Nature Cell Biol. 4, 774–781 (2002)
A distinct population of DCs exist in the bloodstream that can respond to the anaphylatoxins C3a and C5a and induce potent antibacterial responses. In Immunity, Rieber and colleagues identify the carbohydrate 6-sulfo LacNAc, which modifies the ligand for P-selectin (PSGL-1), as a marker for this DC subset. This compound prevents the DCs from binding to both P- and E-selectins; instead, these cells express C3aR, C5aR and CD16 (an activating Fcγ receptor), which promote DC recruitment to inflammatory sites. Upon lipopolysaccharide, but not viral, activation, these DCs secrete vast amounts of TNF-α and display potent T cell priming activities. Thus, this 6-sulfo LacNAc+ DC subset may represent the major proinflammatory APCs that respond to septic bacterial infections.
Immunity 17, 289–301 (2002)

* Your instructions
In the passage about the bloodstream DC subset, which carbohydrate do Rieber and colleagues identify as a marker for these cells?

* Records shown
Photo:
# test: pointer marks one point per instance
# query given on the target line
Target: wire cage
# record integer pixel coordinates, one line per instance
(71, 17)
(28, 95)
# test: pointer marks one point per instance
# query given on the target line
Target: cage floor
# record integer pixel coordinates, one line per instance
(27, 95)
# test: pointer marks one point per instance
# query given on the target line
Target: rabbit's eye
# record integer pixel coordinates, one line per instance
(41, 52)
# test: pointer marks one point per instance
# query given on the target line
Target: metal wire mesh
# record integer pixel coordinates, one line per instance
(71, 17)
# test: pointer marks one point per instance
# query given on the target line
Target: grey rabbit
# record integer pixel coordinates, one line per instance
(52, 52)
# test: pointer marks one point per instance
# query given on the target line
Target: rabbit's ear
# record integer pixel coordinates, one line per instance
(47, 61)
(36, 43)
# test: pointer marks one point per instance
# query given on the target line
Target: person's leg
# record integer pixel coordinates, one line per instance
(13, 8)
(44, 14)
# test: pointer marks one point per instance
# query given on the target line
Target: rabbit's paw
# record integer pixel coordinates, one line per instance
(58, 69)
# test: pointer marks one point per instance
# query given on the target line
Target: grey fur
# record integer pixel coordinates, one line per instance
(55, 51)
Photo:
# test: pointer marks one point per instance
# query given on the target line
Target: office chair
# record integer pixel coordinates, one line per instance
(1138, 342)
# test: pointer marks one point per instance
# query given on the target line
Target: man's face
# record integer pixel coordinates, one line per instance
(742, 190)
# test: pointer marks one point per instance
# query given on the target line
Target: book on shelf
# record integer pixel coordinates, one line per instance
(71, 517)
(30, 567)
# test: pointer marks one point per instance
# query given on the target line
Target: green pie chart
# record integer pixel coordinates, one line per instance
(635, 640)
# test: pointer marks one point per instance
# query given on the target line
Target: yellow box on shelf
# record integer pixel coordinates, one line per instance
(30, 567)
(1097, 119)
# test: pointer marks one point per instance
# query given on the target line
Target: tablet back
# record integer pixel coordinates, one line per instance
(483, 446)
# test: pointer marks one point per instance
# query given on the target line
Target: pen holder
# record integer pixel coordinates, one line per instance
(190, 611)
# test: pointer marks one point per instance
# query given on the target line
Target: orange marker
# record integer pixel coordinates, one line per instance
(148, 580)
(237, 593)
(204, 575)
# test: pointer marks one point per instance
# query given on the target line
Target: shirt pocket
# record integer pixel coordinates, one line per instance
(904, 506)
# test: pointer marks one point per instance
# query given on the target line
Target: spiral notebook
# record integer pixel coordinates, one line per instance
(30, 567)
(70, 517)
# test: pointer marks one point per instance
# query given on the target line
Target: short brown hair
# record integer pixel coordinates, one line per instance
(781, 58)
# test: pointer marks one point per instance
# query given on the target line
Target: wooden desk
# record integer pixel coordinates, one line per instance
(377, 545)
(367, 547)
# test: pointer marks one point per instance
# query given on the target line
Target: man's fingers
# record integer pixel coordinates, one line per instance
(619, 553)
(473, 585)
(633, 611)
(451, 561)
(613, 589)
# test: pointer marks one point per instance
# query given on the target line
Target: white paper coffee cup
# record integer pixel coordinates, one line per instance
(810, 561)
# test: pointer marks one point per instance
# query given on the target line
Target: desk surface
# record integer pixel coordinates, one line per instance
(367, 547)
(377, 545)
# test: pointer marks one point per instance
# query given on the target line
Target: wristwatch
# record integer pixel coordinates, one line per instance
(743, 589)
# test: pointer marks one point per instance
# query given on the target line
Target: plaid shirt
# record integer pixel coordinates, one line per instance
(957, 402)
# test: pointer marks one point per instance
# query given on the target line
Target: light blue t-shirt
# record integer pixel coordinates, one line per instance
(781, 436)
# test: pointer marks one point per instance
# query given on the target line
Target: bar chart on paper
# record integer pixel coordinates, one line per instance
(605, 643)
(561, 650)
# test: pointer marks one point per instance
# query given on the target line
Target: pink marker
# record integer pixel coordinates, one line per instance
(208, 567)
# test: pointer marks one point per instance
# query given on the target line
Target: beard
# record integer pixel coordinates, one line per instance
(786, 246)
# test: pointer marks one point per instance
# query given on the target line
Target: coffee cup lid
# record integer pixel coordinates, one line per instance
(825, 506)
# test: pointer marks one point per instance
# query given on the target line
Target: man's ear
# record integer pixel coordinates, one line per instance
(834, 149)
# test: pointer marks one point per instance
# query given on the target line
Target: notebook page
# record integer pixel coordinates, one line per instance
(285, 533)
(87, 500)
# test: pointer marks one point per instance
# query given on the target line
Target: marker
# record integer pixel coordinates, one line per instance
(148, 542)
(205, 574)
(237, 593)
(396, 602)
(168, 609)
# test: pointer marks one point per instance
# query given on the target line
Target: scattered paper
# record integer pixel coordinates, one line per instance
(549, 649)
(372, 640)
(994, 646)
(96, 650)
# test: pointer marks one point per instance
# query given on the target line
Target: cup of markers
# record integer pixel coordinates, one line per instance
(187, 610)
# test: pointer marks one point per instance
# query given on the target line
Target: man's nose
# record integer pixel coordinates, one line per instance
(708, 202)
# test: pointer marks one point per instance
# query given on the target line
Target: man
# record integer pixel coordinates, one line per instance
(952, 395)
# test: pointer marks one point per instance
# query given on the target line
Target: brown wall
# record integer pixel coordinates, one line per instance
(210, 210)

...

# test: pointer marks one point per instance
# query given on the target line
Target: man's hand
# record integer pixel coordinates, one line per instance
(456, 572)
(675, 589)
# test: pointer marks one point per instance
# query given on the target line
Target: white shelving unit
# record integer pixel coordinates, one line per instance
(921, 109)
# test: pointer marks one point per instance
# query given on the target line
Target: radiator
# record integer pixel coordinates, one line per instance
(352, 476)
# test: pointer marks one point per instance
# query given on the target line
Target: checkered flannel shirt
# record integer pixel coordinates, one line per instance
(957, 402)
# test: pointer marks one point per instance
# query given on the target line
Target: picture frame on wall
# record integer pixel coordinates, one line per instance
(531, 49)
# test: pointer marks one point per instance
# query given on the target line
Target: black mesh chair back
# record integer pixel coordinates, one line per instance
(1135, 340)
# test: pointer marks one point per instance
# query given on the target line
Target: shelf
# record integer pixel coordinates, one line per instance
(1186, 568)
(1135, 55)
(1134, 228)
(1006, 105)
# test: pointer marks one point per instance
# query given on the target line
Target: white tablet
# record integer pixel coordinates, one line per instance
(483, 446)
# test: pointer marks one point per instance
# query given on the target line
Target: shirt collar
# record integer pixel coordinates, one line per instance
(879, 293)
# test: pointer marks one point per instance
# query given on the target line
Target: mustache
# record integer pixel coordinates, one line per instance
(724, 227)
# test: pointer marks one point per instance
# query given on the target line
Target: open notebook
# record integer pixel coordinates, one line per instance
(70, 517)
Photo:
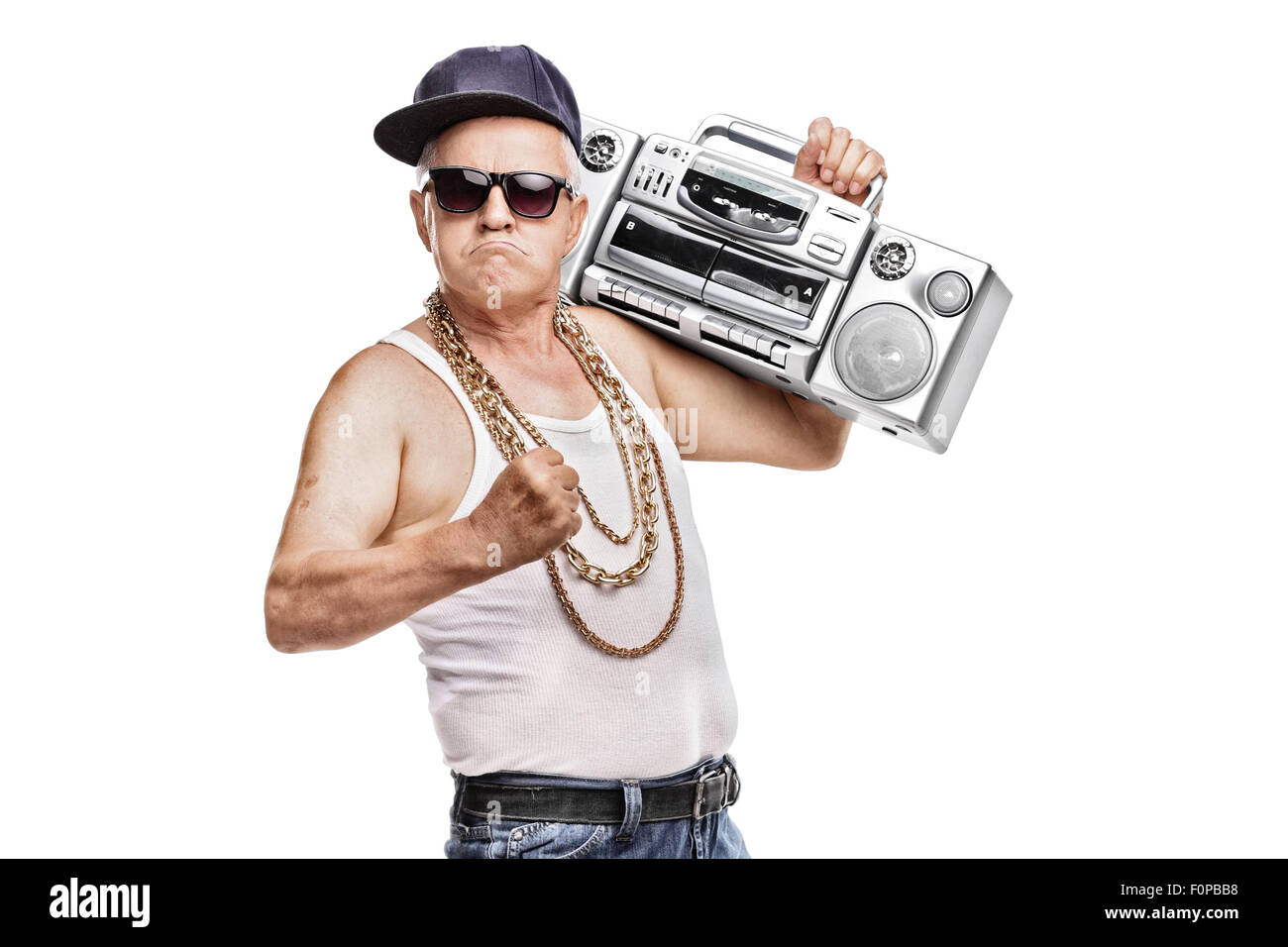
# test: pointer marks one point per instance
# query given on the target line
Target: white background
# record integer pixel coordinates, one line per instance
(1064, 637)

...

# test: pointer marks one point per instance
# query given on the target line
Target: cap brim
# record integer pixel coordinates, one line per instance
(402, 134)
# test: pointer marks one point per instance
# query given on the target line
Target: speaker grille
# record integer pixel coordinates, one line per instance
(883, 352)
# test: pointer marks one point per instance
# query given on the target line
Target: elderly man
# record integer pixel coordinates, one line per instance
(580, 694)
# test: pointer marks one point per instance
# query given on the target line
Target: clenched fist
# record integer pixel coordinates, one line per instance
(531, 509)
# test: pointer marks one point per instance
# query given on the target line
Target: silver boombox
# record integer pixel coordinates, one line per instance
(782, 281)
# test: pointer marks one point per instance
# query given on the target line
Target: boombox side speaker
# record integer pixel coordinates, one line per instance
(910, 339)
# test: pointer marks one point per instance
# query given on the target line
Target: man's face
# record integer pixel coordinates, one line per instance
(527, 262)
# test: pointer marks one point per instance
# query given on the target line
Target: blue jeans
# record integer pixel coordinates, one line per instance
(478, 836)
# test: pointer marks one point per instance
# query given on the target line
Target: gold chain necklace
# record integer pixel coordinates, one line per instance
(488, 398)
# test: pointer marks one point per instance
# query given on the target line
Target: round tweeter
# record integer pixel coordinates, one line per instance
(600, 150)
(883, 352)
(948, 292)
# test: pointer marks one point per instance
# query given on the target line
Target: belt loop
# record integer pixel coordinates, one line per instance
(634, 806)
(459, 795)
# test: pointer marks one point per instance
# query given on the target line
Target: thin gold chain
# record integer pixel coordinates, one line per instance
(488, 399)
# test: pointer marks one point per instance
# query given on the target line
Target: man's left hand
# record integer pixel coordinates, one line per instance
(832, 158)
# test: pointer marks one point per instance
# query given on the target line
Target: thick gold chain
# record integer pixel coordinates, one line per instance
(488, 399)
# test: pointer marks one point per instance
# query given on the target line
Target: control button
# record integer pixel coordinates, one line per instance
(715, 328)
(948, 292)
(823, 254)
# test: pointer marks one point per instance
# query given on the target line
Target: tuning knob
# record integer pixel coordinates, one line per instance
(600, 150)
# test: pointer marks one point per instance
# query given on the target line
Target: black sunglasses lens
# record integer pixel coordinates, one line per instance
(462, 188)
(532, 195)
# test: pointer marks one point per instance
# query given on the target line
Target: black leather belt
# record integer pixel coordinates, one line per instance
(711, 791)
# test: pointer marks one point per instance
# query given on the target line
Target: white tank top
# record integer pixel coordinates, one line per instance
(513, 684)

* Solution
6-sulfo LacNAc